*Task brief:*
Skip the pictures and repeat each line of the data exactly.
─── Information provided
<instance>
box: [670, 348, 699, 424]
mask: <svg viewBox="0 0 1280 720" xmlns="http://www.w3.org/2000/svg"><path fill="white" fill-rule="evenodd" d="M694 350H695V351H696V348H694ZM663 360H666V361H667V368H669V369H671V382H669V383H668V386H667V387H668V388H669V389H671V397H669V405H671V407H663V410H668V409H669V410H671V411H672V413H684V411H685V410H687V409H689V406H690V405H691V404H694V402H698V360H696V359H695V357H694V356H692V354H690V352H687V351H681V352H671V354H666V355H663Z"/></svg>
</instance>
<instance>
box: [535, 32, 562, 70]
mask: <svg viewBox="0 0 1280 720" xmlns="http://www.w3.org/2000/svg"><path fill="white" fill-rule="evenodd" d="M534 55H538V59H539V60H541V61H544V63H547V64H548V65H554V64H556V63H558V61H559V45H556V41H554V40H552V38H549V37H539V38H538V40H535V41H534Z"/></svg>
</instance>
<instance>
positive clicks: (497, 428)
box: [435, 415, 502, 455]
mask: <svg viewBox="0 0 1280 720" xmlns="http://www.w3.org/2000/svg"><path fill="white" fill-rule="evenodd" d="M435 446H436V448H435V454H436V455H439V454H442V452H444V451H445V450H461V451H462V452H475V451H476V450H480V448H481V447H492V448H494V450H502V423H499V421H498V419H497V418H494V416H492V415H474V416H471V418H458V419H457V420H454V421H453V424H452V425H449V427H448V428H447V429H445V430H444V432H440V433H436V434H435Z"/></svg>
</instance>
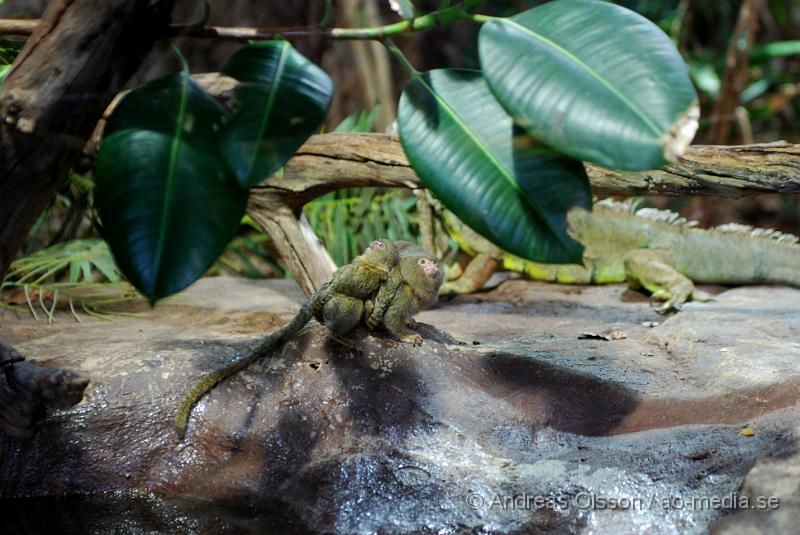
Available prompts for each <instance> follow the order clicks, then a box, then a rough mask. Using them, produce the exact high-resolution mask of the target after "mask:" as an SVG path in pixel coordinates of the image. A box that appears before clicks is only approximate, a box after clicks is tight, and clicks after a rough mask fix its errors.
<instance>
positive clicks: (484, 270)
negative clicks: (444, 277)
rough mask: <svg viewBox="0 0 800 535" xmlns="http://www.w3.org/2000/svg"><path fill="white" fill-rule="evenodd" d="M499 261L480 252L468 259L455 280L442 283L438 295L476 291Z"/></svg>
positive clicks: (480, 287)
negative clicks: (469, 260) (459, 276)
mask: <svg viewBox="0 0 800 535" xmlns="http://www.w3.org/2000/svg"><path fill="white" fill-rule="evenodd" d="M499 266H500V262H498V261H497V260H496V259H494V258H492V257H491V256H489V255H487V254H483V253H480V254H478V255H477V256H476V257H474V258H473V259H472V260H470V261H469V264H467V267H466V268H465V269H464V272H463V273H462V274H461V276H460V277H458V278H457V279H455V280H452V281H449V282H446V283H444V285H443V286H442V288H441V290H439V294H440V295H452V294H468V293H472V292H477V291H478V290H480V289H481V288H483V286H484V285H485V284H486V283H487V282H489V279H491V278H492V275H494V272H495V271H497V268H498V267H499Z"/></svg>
──────
*Solution:*
<instance>
box: [670, 348, 699, 424]
mask: <svg viewBox="0 0 1280 720" xmlns="http://www.w3.org/2000/svg"><path fill="white" fill-rule="evenodd" d="M694 350H695V351H696V348H694ZM663 360H666V361H667V368H669V369H671V382H669V383H668V386H667V387H668V388H669V389H671V397H669V405H671V407H663V410H668V409H669V410H671V411H672V413H684V411H685V410H687V409H689V406H690V405H691V404H694V402H698V360H696V359H695V357H694V356H692V354H690V352H687V351H681V352H671V354H666V355H663Z"/></svg>
</instance>
<instance>
box: [535, 32, 562, 70]
mask: <svg viewBox="0 0 1280 720" xmlns="http://www.w3.org/2000/svg"><path fill="white" fill-rule="evenodd" d="M534 55H538V59H539V60H541V61H544V63H547V64H548V65H554V64H556V63H558V61H559V45H556V41H554V40H552V38H549V37H539V38H538V40H535V41H534Z"/></svg>
</instance>
<instance>
positive clicks: (497, 428)
box: [435, 415, 502, 455]
mask: <svg viewBox="0 0 1280 720" xmlns="http://www.w3.org/2000/svg"><path fill="white" fill-rule="evenodd" d="M435 446H436V448H435V454H436V455H439V454H442V452H444V451H445V450H461V451H462V452H475V451H476V450H480V448H481V447H492V448H494V450H502V423H499V421H498V419H497V418H494V416H492V415H474V416H471V418H458V419H457V420H454V421H453V424H452V425H449V427H448V428H447V429H445V430H444V432H440V433H436V434H435Z"/></svg>
</instance>
Available prompts for each <instance> follow the order clicks, then a box, then a rough mask. Using them, produce the exact high-resolution mask of the target after "mask:" as an SVG path in pixel coordinates of the image. A box that appears before clicks is only approximate, a box after clicks is tight, and clicks after a rough mask fix its errors.
<instance>
positive clicks: (484, 270)
negative clicks: (444, 277)
rough mask: <svg viewBox="0 0 800 535" xmlns="http://www.w3.org/2000/svg"><path fill="white" fill-rule="evenodd" d="M499 261L480 252L468 259L455 280L442 283L438 295L476 291Z"/></svg>
positive clicks: (480, 287)
negative clicks: (469, 260) (459, 276)
mask: <svg viewBox="0 0 800 535" xmlns="http://www.w3.org/2000/svg"><path fill="white" fill-rule="evenodd" d="M499 266H500V262H498V261H497V260H496V259H494V258H492V257H491V256H489V255H487V254H483V253H480V254H478V255H477V256H476V257H474V258H473V259H472V260H470V261H469V264H467V267H466V268H465V269H464V272H463V273H462V274H461V276H460V277H458V278H457V279H455V280H452V281H449V282H446V283H444V285H443V286H442V288H441V290H439V294H440V295H452V294H468V293H472V292H477V291H478V290H480V289H481V288H483V286H484V285H485V284H486V283H487V282H489V279H491V278H492V275H494V272H495V271H497V268H498V267H499Z"/></svg>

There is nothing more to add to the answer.